Directions:
(a) Reproduce the part of the PReD paper summary from "arXiv cs.AI /" up to and including "evaluation benchmark, PReD-Bench.".
(b) Answer these questions using the PReD paper summary:
(i) What is the name of the multitask dataset the authors built?
(ii) Which three signal representations is PReD trained on?
(iii) On which benchmark do the experiments report state-of-the-art results?
Excerpt to read below:
PReD: An LLM-based Foundation Multimodal Model for Electromagnetic Perception, Recognition, and Decision

arXiv cs.AI / 3/31/2026

💬 OpinionSignals & Early TrendsIdeas & Deep AnalysisModels & Research

Key Points

  • The paper introduces PReD, described as the first LLM-based foundation multimodal model targeted specifically at electromagnetic (EM) perception, recognition, and decision-making in a closed loop.
  • To address EM-domain data scarcity and limited domain knowledge integration, the authors built the PReD-1.3M multitask dataset and a corresponding evaluation benchmark, PReD-Bench.
  • PReD is trained on multiple signal representations—time-domain waveforms, frequency-domain spectrograms, and constellation diagrams—covering communication and radar signal features.
  • The model supports tasks spanning detection, modulation and protocol recognition, parameter estimation, RF fingerprint recognition, and even anti-jamming decision-making.
  • Experiments report state-of-the-art results on PReD-Bench, suggesting vision-aligned foundation-model approaches can significantly improve EM-signal understanding and reasoning.
End of Excerpt to read.
Extracted material below:
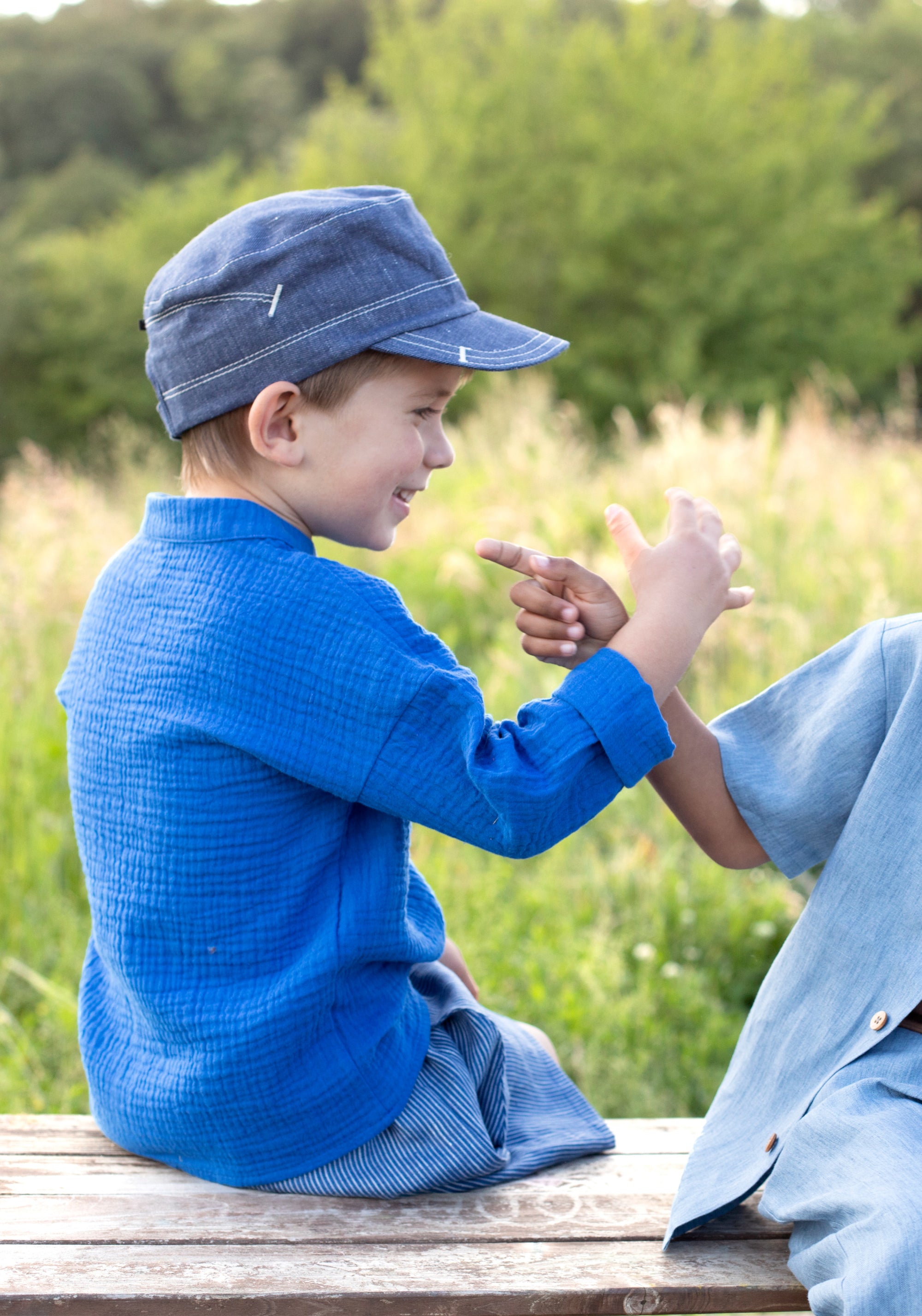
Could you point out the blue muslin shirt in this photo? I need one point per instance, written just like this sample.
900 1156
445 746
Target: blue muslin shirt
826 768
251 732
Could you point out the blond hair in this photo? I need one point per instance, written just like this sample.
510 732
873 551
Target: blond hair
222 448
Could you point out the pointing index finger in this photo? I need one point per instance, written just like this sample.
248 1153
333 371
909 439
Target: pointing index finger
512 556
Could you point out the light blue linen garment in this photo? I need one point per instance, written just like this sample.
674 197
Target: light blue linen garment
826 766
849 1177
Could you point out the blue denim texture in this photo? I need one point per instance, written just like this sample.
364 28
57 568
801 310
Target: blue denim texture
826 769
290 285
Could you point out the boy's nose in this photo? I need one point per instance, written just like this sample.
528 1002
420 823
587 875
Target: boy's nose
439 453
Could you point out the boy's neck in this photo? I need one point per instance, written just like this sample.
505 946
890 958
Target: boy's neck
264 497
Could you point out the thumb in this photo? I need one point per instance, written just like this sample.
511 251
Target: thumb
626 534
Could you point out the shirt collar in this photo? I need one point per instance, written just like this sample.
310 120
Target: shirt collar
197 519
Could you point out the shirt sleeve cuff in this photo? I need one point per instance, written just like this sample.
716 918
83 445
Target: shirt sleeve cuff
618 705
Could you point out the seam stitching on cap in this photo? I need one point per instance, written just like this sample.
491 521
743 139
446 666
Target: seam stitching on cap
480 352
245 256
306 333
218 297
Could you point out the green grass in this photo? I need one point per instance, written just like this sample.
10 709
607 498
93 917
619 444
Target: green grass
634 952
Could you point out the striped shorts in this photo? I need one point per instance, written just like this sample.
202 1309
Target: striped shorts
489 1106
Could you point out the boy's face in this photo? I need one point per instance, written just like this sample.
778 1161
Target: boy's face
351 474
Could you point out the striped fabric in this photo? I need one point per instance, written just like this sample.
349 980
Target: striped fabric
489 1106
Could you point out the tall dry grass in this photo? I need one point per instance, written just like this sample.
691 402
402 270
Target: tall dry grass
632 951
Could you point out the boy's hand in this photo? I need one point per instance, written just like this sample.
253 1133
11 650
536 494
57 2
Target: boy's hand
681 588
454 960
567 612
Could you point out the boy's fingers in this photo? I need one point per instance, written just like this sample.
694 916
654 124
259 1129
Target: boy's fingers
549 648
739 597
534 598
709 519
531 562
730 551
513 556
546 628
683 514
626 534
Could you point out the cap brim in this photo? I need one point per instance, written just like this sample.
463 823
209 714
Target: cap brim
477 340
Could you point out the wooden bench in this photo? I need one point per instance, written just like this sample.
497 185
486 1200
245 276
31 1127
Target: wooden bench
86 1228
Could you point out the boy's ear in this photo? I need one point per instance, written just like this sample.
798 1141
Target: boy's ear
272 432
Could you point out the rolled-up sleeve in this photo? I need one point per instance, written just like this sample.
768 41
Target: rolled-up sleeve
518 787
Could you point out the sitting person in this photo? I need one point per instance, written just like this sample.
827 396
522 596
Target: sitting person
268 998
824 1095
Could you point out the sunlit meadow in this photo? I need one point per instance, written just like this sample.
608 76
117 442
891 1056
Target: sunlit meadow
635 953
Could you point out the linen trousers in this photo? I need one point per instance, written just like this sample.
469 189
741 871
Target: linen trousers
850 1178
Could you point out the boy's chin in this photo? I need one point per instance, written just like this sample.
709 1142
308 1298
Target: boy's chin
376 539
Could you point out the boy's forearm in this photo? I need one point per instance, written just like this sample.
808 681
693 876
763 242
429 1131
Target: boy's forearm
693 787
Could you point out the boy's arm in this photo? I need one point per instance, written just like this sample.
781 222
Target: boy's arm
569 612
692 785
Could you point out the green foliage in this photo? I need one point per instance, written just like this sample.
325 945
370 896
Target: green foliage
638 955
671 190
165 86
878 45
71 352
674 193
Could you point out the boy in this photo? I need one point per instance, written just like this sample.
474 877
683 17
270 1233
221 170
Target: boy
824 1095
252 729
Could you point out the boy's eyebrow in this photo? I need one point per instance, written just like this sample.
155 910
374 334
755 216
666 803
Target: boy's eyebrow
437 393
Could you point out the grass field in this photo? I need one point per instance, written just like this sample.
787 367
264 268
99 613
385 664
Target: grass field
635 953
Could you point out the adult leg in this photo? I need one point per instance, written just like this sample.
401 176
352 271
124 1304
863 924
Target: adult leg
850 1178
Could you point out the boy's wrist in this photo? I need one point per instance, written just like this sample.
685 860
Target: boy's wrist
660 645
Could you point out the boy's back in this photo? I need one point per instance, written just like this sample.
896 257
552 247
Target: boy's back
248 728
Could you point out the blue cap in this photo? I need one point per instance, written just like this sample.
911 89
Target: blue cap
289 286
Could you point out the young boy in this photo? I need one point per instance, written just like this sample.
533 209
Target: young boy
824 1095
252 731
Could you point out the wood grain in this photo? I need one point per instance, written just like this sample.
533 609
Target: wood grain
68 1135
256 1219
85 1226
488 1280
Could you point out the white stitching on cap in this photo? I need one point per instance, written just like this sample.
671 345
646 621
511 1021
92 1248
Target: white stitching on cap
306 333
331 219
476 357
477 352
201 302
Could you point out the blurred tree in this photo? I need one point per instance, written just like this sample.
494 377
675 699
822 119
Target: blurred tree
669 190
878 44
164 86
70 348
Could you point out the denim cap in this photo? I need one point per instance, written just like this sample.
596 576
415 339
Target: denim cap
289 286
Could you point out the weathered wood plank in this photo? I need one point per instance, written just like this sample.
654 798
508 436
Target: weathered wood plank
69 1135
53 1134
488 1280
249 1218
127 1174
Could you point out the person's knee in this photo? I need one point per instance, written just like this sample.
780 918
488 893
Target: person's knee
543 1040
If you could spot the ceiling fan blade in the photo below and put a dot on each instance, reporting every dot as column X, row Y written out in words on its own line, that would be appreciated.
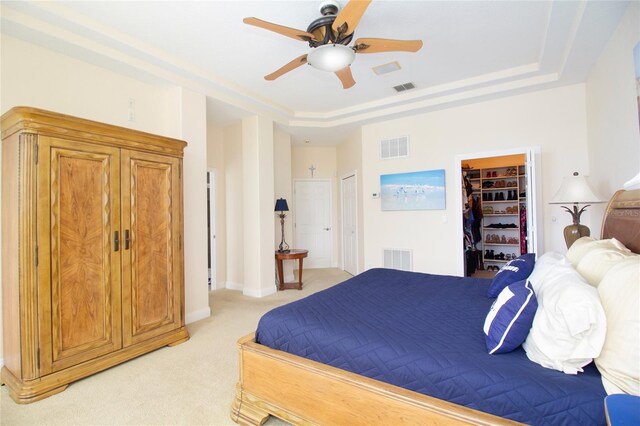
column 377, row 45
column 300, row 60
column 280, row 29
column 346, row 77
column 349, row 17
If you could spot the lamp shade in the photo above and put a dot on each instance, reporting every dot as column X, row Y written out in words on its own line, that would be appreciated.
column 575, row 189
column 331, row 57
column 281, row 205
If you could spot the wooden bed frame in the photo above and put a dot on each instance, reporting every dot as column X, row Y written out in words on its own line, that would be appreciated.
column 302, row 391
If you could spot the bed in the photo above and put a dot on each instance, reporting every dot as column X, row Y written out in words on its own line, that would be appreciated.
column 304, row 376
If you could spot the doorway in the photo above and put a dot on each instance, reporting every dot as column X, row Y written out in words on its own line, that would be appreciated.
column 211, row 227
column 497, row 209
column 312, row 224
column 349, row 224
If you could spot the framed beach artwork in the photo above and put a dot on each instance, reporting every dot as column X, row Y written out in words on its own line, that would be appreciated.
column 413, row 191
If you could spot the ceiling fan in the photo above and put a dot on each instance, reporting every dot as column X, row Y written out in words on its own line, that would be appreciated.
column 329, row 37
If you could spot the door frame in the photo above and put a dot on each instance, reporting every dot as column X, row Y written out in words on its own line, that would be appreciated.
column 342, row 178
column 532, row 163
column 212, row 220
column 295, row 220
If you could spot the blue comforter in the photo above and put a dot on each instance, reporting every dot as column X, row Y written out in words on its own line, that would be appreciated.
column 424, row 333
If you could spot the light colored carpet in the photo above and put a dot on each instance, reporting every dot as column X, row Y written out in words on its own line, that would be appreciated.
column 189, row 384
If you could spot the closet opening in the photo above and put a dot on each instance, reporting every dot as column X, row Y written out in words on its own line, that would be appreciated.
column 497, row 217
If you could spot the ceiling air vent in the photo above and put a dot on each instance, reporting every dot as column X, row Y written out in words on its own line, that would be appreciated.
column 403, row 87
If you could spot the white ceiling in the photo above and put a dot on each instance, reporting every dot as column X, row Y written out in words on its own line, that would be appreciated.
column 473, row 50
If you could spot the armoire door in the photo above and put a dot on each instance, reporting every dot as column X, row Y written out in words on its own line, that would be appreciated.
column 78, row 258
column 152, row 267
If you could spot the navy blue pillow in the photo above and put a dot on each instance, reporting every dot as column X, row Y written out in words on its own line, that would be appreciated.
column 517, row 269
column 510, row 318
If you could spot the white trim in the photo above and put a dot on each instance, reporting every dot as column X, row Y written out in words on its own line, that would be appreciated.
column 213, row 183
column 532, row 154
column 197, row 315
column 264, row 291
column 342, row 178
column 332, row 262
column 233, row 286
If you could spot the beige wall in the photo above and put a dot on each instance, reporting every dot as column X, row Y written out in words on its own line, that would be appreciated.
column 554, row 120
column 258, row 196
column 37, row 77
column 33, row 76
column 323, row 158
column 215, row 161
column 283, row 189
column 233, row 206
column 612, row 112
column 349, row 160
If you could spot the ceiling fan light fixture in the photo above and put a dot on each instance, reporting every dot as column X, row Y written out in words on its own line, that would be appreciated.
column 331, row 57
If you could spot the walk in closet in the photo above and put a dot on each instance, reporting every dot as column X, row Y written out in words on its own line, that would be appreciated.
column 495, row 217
End of Extracted material.
Answer section:
(a)
arXiv cs.AI / 3/31/2026

💬 OpinionSignals & Early TrendsIdeas & Deep AnalysisModels & Research

Key Points

  • The paper introduces PReD, described as the first LLM-based foundation multimodal model targeted specifically at electromagnetic (EM) perception, recognition, and decision-making in a closed loop.
  • To address EM-domain data scarcity and limited domain knowledge integration, the authors built the PReD-1.3M multitask dataset and a corresponding evaluation benchmark, PReD-Bench.

(b)
(i) PReD-1.3M
(ii) Time-domain waveforms, frequency-domain spectrograms, and constellation diagrams
(iii) PReD-Bench